— START RECORDS SHOWN —

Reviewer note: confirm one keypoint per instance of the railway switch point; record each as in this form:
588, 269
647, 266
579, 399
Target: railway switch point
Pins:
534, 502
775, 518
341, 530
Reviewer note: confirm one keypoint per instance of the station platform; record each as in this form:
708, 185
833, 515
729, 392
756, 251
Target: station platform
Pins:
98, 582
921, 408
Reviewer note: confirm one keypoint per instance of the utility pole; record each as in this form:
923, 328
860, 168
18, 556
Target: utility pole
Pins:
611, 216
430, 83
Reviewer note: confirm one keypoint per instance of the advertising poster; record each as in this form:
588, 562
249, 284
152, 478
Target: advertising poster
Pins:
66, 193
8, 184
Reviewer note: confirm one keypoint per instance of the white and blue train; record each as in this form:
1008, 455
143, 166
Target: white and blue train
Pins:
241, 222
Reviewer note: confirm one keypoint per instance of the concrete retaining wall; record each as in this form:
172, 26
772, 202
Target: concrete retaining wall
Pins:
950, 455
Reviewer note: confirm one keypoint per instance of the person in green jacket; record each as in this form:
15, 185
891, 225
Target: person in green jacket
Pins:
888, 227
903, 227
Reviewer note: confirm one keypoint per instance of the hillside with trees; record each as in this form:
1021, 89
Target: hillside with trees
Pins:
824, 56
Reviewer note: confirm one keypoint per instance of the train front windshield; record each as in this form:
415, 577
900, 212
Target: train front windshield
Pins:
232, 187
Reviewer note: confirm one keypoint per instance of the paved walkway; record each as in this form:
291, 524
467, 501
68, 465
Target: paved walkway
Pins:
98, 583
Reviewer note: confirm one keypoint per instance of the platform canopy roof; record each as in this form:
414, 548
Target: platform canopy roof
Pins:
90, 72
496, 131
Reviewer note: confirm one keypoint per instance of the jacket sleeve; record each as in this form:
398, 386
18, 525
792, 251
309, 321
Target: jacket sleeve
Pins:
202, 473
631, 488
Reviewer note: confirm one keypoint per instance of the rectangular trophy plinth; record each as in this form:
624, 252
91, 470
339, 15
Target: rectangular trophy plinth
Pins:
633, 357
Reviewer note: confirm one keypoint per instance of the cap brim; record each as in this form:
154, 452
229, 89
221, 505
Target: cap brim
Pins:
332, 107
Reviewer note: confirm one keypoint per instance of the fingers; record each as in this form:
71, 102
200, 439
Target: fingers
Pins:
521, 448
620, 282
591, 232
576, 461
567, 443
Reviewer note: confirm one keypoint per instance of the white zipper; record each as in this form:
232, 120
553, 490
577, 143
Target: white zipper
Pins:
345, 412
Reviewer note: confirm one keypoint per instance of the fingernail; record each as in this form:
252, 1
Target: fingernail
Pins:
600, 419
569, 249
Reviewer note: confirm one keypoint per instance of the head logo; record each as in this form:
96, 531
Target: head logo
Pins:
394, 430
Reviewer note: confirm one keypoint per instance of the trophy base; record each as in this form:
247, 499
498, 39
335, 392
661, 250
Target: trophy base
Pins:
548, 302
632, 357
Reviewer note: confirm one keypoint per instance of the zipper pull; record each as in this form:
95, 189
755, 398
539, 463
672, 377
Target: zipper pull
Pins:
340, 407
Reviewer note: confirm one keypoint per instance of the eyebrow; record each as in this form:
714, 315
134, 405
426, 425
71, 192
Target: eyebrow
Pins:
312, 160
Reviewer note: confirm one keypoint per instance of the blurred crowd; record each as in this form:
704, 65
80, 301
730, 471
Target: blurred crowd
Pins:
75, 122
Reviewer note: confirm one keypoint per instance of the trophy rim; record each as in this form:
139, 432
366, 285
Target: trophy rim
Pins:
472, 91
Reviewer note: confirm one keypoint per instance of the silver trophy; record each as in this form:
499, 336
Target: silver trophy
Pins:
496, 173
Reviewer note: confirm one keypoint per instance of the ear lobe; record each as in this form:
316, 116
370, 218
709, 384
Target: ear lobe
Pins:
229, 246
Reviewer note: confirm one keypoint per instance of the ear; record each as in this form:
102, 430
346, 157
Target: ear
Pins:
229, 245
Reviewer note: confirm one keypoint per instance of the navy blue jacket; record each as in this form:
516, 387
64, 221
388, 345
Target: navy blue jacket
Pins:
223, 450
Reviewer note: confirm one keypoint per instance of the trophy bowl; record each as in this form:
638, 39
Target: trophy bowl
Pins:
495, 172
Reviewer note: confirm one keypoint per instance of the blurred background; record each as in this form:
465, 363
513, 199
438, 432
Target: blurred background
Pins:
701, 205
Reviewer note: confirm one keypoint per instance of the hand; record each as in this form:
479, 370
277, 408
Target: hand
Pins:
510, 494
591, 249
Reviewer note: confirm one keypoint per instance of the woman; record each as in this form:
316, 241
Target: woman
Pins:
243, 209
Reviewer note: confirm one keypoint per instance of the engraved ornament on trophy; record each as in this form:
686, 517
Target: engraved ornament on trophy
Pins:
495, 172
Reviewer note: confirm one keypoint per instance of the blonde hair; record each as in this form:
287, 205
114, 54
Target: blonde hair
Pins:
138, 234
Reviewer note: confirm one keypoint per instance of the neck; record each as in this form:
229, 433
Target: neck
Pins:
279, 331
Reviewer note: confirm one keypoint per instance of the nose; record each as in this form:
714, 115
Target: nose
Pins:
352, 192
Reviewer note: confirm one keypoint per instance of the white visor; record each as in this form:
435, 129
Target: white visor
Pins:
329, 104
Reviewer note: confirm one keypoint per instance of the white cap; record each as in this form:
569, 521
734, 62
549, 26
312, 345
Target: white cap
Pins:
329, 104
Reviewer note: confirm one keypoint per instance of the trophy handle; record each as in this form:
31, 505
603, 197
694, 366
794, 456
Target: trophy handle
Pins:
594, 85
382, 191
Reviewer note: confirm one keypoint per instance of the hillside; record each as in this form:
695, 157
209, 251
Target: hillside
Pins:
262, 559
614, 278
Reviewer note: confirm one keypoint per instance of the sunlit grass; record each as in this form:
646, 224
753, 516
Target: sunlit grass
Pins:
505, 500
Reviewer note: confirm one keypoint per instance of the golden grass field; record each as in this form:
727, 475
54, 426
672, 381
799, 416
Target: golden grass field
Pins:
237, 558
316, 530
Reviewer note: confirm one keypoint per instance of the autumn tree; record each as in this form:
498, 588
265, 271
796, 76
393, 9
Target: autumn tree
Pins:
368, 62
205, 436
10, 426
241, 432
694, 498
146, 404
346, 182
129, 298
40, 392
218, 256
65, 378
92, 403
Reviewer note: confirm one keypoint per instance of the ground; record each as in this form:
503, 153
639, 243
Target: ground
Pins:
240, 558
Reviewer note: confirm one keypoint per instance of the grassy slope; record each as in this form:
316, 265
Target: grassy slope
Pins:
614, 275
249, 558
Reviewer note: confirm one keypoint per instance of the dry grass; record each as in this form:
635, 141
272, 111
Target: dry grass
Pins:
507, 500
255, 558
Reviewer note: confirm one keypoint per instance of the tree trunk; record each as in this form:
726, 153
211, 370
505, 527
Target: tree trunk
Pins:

— END RECORDS SHOWN —

- [EXERCISE BRIEF] Extract the data exactly as given.

- [COMPLETE RESPONSE]
Reviewer note: confirm one keypoint per instance of the railway switch point; record each as in this form:
588, 269
647, 266
579, 399
Target: railway switch point
Pins:
534, 502
775, 518
341, 530
Reviewer note: confirm one keypoint per instance of the station platform; record each as in this form:
708, 185
833, 515
729, 392
756, 251
Target: station platform
Pins:
98, 582
921, 408
Reviewer note: confirm one keypoint per instance of the utility pole; record each as in this form:
923, 328
860, 168
18, 556
Target: utility pole
Pins:
611, 216
430, 83
Reviewer note: confirm one keypoint per instance of the advertising poster; record each as in this form:
588, 562
249, 284
152, 478
Target: advertising poster
Pins:
66, 193
8, 184
Reviewer note: confirm one keypoint per instance of the white and blue train; record each as in this form:
1008, 455
143, 166
Target: white and blue train
Pins:
241, 222
Reviewer note: confirm one keypoint per instance of the concrete retaining wall; record each as in this form:
172, 26
772, 202
Target: concrete retaining wall
Pins:
950, 455
Reviewer note: confirm one keypoint per instance of the person in green jacket; record each as in this form:
15, 185
891, 225
Target: person in green jacket
Pins:
888, 227
903, 227
Reviewer note: confirm one keypoint per instance of the hillside with trees; record each as in this form:
1021, 89
Target: hillside with trees
Pins:
824, 56
Reviewer note: confirm one keypoint per instance of the train front windshield; record each as in this form:
415, 577
900, 212
Target: train front windshield
Pins:
232, 187
Reviewer note: confirm one keypoint per instance of the paved walkway; record each as in this form:
291, 524
467, 501
68, 465
Target: paved walkway
Pins:
98, 583
Reviewer note: confirm one keypoint per instance of the platform canopy roof; record each as in this form:
414, 548
Target: platform canopy roof
Pins:
90, 72
496, 131
Reviewer note: confirm one keypoint per instance of the jacket sleeve; record each as in this form:
398, 386
18, 525
792, 251
309, 321
Target: jacket sleeve
Pins:
202, 473
631, 488
Reviewer note: confirm one keypoint per instance of the rectangular trophy plinth; record each as in this form:
624, 252
91, 470
339, 15
Target: rectangular trophy plinth
Pins:
633, 357
Reviewer note: confirm one keypoint per instance of the cap brim; record each as in this form:
154, 452
229, 89
221, 505
Target: cap brim
Pins:
332, 107
Reviewer note: confirm one keypoint per instance of the fingers; record each as in this form:
71, 102
200, 439
Target: fingers
Pins:
521, 448
620, 282
591, 232
576, 461
567, 443
Reviewer note: confirm one keypoint per instance of the white zipper; record each as in this form:
232, 120
553, 490
577, 143
Target: white zipper
Pins:
345, 412
Reviewer note: confirm one keypoint per instance of the fingernail; record each as in this form:
252, 1
Target: fingernail
Pins:
600, 419
569, 249
Reviewer note: confirm one keypoint per instance of the head logo; record each as in this form:
96, 531
Target: head logo
Pins:
394, 430
Reviewer note: confirm one keypoint per instance of the trophy base; record each as in this form:
247, 499
498, 39
335, 392
661, 250
Target: trophy base
Pins:
548, 302
632, 357
Reviewer note: confirm one keypoint per instance of the zipper pull; record each as in this form:
95, 189
755, 398
539, 463
672, 377
Target: zipper pull
Pins:
340, 407
Reviewer note: confirm one keypoint per instance of the eyebrow; record each as in this form:
714, 315
134, 405
426, 425
71, 192
Target: eyebrow
Pins:
312, 160
Reviewer note: confirm one keypoint per instance of the blurred crowd; record each as in this form:
704, 65
80, 301
730, 471
Target: blurred crowd
Pins:
75, 122
Reviewer note: confirm one keypoint per instance of the trophy rim; record each as in this form:
139, 432
366, 285
Target: trophy rim
Pins:
472, 91
Reviewer note: confirm one keypoint per instance of the silver trophy; record each as in this form:
499, 336
Target: silver trophy
Pins:
496, 173
Reviewer note: confirm one keypoint per instance of the ear lobe; record each as in this form:
316, 116
370, 218
709, 384
Target: ear lobe
Pins:
229, 246
Reviewer note: confirm one keypoint per instance of the ear; record each as in this form:
102, 430
346, 157
Target: ear
Pins:
229, 245
Reviewer note: confirm one keypoint per instance of the navy blue jacket; record each as in this form:
516, 387
64, 221
388, 345
Target: navy blue jacket
Pins:
223, 450
Reviewer note: confirm one keypoint per instance of the trophy bowl; record each as in this form:
638, 39
Target: trophy bowl
Pins:
495, 172
Reviewer note: confirm one keypoint per instance of the blurred background; record each as in this form:
465, 363
513, 199
438, 432
Target: blurred background
Pins:
701, 205
Reviewer note: confirm one keypoint per instance of the hand; record each as in this form:
479, 370
277, 408
Target: hand
Pins:
510, 494
591, 249
Reviewer note: confirm one keypoint per instance of the woman; record each as in this form:
316, 241
Target: woman
Pins:
243, 209
Reviewer note: confirm one keypoint per instance of the engraved ornament on trophy; record each as in this form:
686, 517
Target: engraved ornament on trophy
Pins:
495, 172
Reviewer note: confirm one keypoint per instance of the blonde hair; record each as in this form:
287, 205
114, 54
Target: blonde hair
Pins:
138, 234
Reviewer note: confirm one keypoint per instance of the neck; record each as in this form:
229, 433
Target: neck
Pins:
279, 331
Reviewer note: confirm one keypoint per instance of the nose; record each as in this form:
714, 115
Target: nose
Pins:
352, 192
Reviewer note: confirm one keypoint per instance of the white visor; record each as in this form:
435, 129
Target: white visor
Pins:
329, 104
Reviewer note: confirm one keypoint per instance of the white cap; record each as in this form:
569, 521
734, 62
549, 26
312, 345
Target: white cap
Pins:
329, 104
Reviewer note: confirm one keypoint per instance of the trophy handle; record each as in this form:
31, 505
603, 197
694, 366
794, 456
Target: trophy handle
Pins:
594, 85
382, 191
Reviewer note: confirm one keypoint per instance of the hillside; record each as in this form:
695, 157
209, 251
Target: hillside
Pins:
262, 559
614, 278
Reviewer note: confirm one keypoint per instance of the sunlit grass; record each as in this form:
646, 224
753, 516
Target: sunlit grass
Pins:
505, 500
Reviewer note: confirm one keypoint per instance of the golden grass field; record each as in this form:
727, 475
54, 426
672, 381
799, 416
Target: golden grass field
Pins:
237, 558
316, 530
Reviewer note: confirm one keypoint per instance of the autumn tree; record each as in this form:
498, 588
265, 271
796, 76
393, 9
Target: autumn tree
Pins:
368, 62
205, 436
10, 426
241, 432
694, 498
146, 404
346, 182
129, 298
40, 392
218, 256
65, 378
92, 403
Reviewer note: confirm one keypoint per instance of the ground; record each as in this form:
503, 153
639, 243
Target: ground
Pins:
240, 558
Reviewer note: confirm one keypoint per instance of the grassy slope; record each as in this form:
316, 265
Target: grassy slope
Pins:
614, 275
249, 558
Reviewer note: confirm one keypoint per instance of the dry grass; record each as in this form:
635, 141
272, 111
Target: dry grass
Pins:
507, 500
255, 558
Reviewer note: confirm one keypoint per instance of the tree trunk; record each as in this form:
726, 153
211, 370
505, 527
Target: tree trunk
Pins:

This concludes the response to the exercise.